Exactly as written, transcribe the lines that run from the one containing "Thank you for the photo. Could you pin the white dress" to the end of the records below.

• Point placement records:
· · · · · · ·

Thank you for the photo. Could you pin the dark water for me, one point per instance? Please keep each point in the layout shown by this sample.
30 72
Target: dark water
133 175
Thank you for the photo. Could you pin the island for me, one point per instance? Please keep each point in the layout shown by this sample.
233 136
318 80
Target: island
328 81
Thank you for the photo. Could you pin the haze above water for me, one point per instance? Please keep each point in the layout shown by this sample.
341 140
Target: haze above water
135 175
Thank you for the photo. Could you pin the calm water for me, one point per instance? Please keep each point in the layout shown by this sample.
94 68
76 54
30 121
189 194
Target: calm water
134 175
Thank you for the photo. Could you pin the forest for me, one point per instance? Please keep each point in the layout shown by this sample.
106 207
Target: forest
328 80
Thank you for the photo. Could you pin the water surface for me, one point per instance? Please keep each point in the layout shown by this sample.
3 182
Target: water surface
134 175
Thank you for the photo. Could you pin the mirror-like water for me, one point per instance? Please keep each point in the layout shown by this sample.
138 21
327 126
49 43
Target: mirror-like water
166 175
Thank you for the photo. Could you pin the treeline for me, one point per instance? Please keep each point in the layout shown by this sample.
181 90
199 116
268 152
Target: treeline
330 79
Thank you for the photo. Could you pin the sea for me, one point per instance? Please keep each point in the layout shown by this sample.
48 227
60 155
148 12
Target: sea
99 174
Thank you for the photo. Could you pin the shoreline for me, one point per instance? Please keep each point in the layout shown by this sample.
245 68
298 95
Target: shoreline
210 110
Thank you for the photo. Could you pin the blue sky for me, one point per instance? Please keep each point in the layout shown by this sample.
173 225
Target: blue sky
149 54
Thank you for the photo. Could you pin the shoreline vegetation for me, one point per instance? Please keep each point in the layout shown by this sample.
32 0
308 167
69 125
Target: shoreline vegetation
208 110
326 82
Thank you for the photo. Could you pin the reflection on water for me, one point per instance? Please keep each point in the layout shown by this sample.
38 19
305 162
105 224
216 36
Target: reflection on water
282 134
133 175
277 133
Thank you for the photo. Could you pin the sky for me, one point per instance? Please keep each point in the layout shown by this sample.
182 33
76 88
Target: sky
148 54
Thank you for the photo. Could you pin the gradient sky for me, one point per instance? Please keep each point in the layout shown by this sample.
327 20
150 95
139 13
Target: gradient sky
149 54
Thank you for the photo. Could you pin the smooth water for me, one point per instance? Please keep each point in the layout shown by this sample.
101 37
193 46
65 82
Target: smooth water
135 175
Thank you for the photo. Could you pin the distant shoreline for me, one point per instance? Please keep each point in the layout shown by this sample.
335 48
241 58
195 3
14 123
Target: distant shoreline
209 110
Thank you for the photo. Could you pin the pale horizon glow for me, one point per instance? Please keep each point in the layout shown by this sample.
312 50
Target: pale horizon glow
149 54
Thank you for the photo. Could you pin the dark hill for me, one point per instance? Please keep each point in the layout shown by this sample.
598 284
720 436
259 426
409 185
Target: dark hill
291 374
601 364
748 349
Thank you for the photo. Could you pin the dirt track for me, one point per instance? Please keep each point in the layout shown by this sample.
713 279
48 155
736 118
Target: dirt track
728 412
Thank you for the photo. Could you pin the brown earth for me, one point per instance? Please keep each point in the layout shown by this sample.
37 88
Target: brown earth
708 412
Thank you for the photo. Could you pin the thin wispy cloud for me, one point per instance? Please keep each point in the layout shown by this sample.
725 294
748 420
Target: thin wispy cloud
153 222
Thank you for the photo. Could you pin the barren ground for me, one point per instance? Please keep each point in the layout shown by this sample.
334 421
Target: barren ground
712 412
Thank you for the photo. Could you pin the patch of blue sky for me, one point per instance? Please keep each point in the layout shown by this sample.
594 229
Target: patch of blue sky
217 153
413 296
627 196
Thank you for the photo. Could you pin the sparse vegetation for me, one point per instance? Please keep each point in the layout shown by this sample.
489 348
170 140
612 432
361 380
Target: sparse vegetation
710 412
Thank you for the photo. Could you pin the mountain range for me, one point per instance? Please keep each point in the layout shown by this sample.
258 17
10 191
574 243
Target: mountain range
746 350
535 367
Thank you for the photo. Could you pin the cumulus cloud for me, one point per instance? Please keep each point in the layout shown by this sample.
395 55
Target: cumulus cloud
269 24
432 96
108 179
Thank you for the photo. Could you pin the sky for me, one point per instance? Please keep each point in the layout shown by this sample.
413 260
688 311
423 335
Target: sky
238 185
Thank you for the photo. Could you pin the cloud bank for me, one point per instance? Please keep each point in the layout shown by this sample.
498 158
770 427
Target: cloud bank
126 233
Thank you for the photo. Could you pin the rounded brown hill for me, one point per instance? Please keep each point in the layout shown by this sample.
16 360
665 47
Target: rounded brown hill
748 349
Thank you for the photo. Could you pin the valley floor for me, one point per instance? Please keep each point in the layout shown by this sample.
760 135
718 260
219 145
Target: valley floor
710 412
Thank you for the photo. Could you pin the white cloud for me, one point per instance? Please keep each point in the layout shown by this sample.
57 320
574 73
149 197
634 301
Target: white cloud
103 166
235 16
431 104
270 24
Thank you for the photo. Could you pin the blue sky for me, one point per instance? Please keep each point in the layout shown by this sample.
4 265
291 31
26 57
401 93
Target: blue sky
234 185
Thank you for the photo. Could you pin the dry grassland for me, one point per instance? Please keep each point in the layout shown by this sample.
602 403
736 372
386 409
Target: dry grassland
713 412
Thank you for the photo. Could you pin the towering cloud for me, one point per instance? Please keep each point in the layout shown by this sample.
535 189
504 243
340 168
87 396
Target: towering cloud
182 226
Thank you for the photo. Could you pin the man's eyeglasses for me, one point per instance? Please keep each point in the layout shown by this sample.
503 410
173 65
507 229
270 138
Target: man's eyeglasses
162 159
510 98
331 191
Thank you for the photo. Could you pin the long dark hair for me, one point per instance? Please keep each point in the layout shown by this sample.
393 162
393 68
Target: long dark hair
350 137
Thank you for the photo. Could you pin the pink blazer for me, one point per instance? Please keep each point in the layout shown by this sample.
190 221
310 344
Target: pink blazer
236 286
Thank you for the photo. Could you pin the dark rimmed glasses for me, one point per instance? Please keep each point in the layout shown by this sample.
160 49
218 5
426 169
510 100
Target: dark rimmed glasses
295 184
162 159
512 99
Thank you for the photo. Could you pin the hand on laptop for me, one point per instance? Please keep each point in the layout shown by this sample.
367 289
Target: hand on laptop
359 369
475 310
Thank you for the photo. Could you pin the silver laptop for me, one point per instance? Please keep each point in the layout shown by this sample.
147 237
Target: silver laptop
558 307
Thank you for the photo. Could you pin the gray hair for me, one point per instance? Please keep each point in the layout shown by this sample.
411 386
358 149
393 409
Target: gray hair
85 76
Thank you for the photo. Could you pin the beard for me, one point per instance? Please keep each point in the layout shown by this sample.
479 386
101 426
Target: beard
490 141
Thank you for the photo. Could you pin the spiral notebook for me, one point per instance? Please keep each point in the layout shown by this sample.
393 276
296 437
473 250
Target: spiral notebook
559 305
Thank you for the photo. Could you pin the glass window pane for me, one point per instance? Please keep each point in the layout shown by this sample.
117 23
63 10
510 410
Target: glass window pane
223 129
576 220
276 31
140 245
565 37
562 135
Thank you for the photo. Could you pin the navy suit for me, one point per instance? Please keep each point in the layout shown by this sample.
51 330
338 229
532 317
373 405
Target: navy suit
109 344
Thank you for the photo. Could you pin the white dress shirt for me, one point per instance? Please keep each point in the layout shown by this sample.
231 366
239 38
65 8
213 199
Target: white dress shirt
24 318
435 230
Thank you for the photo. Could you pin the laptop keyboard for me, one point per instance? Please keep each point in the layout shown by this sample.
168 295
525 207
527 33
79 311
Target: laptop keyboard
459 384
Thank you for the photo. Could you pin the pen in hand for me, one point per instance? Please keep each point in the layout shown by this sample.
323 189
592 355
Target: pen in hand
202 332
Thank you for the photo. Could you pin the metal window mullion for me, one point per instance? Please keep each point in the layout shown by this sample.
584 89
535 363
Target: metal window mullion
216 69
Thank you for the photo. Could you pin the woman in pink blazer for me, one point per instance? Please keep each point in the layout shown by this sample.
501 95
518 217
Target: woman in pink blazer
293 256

· · · · · · ·

• RESPONSE TO THIS EXERCISE:
Thank you for the photo. Could you pin the white dress shirt for me, one point per instance? Please keep each point in the layout shown by this sample.
231 366
239 38
65 8
213 199
Target: white dress shirt
24 318
435 230
Thank you for the photo. Could you pin the laptop keyboard for me, one point per instance? Please keep each point in the layout shown by this sample.
168 295
525 207
527 33
79 311
Target: laptop keyboard
459 384
Thank you for the photo. Could you pin the pen in hand for me, one point per instance? Please keep each point in the layout shown by this sample.
323 189
592 355
Target: pen in hand
202 332
Thank you for the photo. Could you pin the metal window mullion for me, one point per instance? Please keep each point in the layout shown by this sample.
584 89
535 363
Target: metal window mullion
216 69
Thank you for the photo. Could you pin the woman in pink blazer for me, one point per instance? Please keep each point in the layout shown by this sample.
501 95
518 217
Target: woman in pink blazer
293 256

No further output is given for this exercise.